■ RAW DATA

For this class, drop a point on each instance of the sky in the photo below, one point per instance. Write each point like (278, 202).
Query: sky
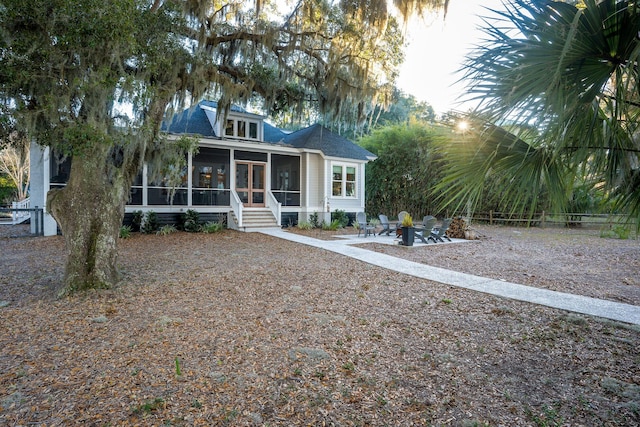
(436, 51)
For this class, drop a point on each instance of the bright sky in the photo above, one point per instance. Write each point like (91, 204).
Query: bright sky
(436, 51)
...
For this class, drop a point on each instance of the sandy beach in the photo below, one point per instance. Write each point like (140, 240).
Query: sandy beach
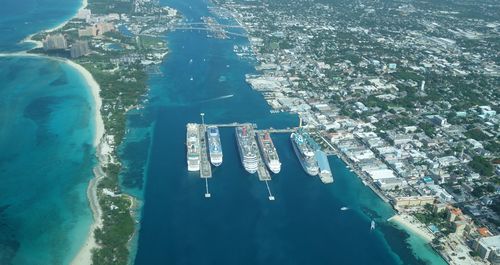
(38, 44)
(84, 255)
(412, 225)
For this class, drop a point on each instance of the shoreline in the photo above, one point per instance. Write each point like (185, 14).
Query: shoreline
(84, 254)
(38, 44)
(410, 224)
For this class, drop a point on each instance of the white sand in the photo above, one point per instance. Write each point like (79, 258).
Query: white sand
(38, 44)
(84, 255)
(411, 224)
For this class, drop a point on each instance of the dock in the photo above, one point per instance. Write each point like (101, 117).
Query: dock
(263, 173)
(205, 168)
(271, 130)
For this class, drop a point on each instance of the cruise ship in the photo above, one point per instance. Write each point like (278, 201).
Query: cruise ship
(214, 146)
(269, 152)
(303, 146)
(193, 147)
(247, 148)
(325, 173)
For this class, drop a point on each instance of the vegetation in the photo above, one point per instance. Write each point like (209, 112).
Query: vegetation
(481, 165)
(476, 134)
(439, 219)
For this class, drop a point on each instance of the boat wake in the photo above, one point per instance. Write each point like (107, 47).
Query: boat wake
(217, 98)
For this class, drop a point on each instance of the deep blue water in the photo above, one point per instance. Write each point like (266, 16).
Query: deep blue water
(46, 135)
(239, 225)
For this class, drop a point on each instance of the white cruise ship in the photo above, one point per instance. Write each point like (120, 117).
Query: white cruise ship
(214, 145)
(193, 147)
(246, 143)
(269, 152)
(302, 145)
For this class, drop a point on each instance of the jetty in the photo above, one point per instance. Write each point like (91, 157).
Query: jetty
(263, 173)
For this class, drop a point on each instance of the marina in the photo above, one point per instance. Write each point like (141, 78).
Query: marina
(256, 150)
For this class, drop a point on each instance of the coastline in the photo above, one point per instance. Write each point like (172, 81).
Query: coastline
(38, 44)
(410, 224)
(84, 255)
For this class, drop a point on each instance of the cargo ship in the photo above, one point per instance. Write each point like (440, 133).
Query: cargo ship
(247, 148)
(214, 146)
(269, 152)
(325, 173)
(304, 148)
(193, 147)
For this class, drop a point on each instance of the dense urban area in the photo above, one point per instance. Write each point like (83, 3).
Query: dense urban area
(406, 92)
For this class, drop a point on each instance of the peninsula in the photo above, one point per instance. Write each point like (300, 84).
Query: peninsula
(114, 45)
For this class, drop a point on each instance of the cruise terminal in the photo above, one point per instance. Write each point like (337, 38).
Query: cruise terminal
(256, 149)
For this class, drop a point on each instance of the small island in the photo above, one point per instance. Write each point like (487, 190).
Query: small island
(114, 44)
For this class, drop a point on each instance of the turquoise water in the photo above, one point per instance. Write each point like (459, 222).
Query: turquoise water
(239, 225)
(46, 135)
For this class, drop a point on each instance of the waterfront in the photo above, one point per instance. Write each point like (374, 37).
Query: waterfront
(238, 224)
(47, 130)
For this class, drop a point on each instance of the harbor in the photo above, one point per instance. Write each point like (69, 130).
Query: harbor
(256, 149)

■ EXERCISE
In the data above, find the line with "Query: peninsula" and the line with "like (459, 222).". Retype both, plus every line between them, exactly.

■ YOUR SOLUTION
Query: peninsula
(114, 45)
For this class, drop a point on each instance of the cruise terminal in the photo above, one point per instance. Write each point like (337, 38).
Query: cruise terminal
(256, 149)
For this class, drop a point on each instance of the small island in the photo above, one point per instance. Write each point like (487, 190).
Query: small island
(114, 44)
For this class, drop a point on each instance of the turquoise water in the photo above, one point per instance. Write each point like (459, 222).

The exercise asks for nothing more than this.